§ **WORK TO BE COMPLETED**:
Copy exactly, and only, the lines from the line containing "Where can you see the gas" through the last line of the records below, both included.

══════════

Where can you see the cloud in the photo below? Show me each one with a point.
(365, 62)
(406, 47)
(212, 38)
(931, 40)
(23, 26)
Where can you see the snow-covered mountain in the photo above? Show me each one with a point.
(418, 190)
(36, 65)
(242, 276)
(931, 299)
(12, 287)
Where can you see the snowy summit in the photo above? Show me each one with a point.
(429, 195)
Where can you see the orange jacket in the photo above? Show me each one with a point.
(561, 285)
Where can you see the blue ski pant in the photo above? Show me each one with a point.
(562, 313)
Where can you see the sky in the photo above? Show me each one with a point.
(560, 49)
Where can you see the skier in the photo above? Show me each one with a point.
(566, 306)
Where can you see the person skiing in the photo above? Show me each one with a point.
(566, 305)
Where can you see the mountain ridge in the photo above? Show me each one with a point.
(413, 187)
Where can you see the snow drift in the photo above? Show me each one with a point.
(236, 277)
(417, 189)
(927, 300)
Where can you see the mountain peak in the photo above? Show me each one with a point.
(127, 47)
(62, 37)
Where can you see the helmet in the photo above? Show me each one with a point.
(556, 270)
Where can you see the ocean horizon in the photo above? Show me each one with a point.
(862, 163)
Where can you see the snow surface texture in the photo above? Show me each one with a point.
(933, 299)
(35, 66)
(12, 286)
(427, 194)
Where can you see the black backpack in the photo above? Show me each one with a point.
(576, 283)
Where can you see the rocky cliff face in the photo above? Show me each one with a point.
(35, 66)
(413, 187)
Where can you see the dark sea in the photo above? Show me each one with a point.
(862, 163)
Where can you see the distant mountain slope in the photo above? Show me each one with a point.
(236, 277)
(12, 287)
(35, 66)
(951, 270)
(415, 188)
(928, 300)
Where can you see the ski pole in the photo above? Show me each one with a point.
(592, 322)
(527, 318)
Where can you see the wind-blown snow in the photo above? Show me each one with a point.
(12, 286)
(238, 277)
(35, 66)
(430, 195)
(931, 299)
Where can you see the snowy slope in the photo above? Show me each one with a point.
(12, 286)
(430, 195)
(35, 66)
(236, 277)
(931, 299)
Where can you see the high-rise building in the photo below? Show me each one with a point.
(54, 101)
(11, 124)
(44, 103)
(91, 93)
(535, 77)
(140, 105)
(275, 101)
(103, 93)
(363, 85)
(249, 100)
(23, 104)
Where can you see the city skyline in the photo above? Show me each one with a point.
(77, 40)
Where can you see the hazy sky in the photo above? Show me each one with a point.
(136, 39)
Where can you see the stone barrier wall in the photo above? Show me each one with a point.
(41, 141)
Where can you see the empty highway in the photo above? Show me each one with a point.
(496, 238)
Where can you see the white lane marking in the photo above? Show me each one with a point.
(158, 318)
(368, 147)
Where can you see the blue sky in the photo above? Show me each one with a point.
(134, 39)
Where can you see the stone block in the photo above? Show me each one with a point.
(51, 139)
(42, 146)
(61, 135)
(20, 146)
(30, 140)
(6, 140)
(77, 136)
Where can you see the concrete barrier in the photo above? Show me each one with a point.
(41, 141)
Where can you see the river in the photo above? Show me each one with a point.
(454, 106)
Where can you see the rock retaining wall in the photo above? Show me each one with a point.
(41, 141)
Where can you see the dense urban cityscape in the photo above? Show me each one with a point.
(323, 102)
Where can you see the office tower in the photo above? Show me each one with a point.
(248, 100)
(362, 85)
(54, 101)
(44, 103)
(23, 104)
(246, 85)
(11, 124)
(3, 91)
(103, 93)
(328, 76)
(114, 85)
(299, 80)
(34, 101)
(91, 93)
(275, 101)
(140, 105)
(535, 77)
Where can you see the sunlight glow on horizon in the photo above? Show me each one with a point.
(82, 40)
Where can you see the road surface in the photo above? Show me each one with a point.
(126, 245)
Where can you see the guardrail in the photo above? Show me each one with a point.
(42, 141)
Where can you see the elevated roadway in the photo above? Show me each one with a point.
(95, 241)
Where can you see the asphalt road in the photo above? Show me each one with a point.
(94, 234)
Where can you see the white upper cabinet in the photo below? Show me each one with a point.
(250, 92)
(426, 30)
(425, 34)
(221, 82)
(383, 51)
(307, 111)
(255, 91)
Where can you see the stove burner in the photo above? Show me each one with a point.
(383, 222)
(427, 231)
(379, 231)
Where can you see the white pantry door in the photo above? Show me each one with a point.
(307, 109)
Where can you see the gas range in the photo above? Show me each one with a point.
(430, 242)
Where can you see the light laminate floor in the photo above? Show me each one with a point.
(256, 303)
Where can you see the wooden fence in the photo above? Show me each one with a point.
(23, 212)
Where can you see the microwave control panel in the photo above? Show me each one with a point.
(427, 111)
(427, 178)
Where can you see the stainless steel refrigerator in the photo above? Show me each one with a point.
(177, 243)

══════════

§ **EXERCISE RESULT**:
Where can you see the gas range in the photo above? Show me each one with a point.
(430, 242)
Where can you see the light laminate floor in the photo above? Show me each one with a point.
(256, 303)
Where can you see the wooden fence in the photo above? Show me each one with a point.
(23, 212)
Where can you see the microwave control panel in the photo above? Show me each one with a point.
(427, 111)
(427, 178)
Where can you see the stainless steel refrigerator in the photo above? Show me each one with a point.
(177, 243)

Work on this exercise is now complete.